ELKINS - Health care, like most things, changes and evolves over time. Elkins and the surrounding area are fortunate to have a facility like Davis Medical Center, which has changed with the times and transformed to meet the needs of the public.
On Friday, Davis Medical Center dedicated a newly constructed 82,300-square foot addition to accommodate increased use of outpatient services, including primary and specialty care physicians, radiological testing, laboratory and outpatient surgery options.
"Even though the industry is challenged by change, Davis Medical Center forges new ground by investing in the technologies and patient-centered processes representative of the future of health care. We're glad to share this exciting new time with our fellow West Virginians," said Mark Doak, president and CEO of Davis Health System.
Photos courtesy of Davis Medical Center
The original entrance of Davis Memorial Hospital, top, was constructed in 1903. The children’s ward, above, long since has been a part of the hospital.
------------------------
▶ _WHAT TO WORK ON_
• 1. Do the following statements agree with the Davis Medical Center article? Answer yes or no for each, quoting the deciding words.
(a) The addition dedicated on Friday covers 82,300 square feet.
(b) Mark Doak is president and CEO of Davis Medical Center.
(c) The original entrance of Davis Memorial Hospital was built in 1903.
• 2. Can you update the Davis Medical Center article, starting at "Photos courtesy of" and ending at "of the hospital.", so that "main entrance" replaces "original entrance"?

▶ _Referring expression grounding material_
------------------------
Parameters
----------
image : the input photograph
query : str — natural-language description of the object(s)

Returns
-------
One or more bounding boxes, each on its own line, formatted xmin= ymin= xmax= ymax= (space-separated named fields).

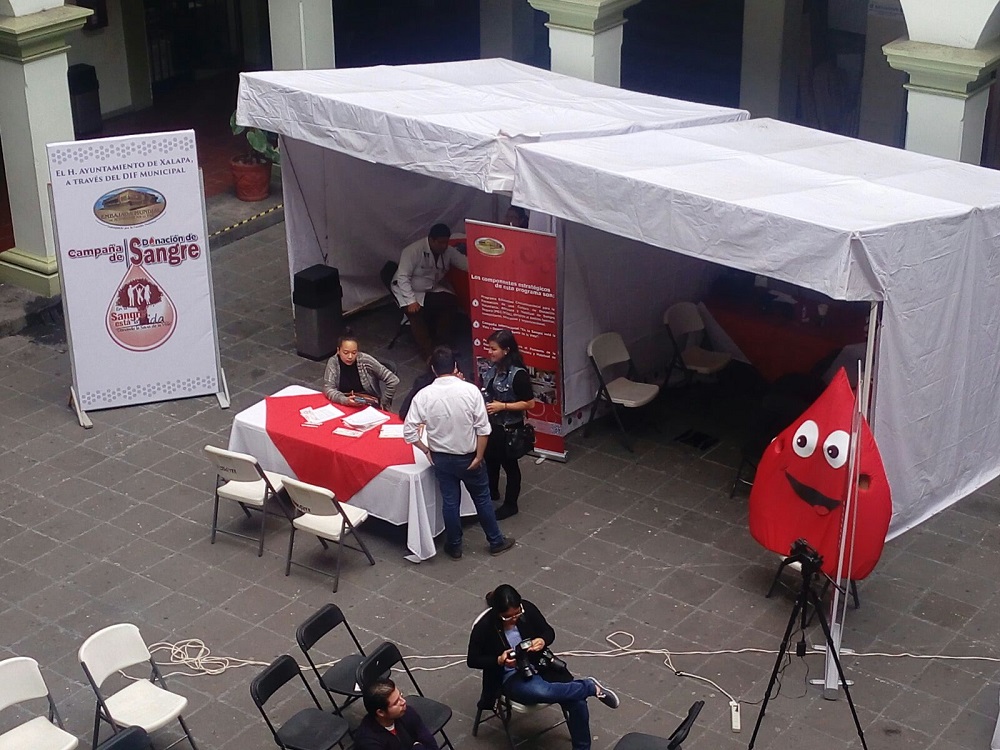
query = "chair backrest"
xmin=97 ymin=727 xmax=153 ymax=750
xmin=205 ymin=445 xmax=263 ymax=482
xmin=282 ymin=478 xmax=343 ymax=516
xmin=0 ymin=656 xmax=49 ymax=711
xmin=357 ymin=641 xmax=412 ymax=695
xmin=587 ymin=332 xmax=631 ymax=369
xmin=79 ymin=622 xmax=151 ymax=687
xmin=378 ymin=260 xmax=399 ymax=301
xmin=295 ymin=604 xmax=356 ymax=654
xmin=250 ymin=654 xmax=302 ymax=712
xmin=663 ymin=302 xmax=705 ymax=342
------------------------
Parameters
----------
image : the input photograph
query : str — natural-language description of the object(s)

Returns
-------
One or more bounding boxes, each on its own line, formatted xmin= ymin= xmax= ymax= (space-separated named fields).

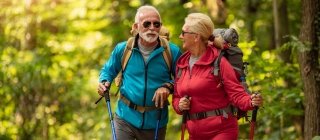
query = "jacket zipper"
------------------------
▶ _TASK-BY-TASK RESULTS_
• 1.
(a) Yes: "a newly constructed 82,300-square foot addition"
(b) No: "said Mark Doak, president and CEO of Davis Health System"
(c) Yes: "The original entrance of Davis Memorial Hospital, top, was constructed in 1903."

• 2.
Photos courtesy of Davis Medical Center
The main entrance of Davis Memorial Hospital, top, was constructed in 1903. The children’s ward, above, long since has been a part of the hospital.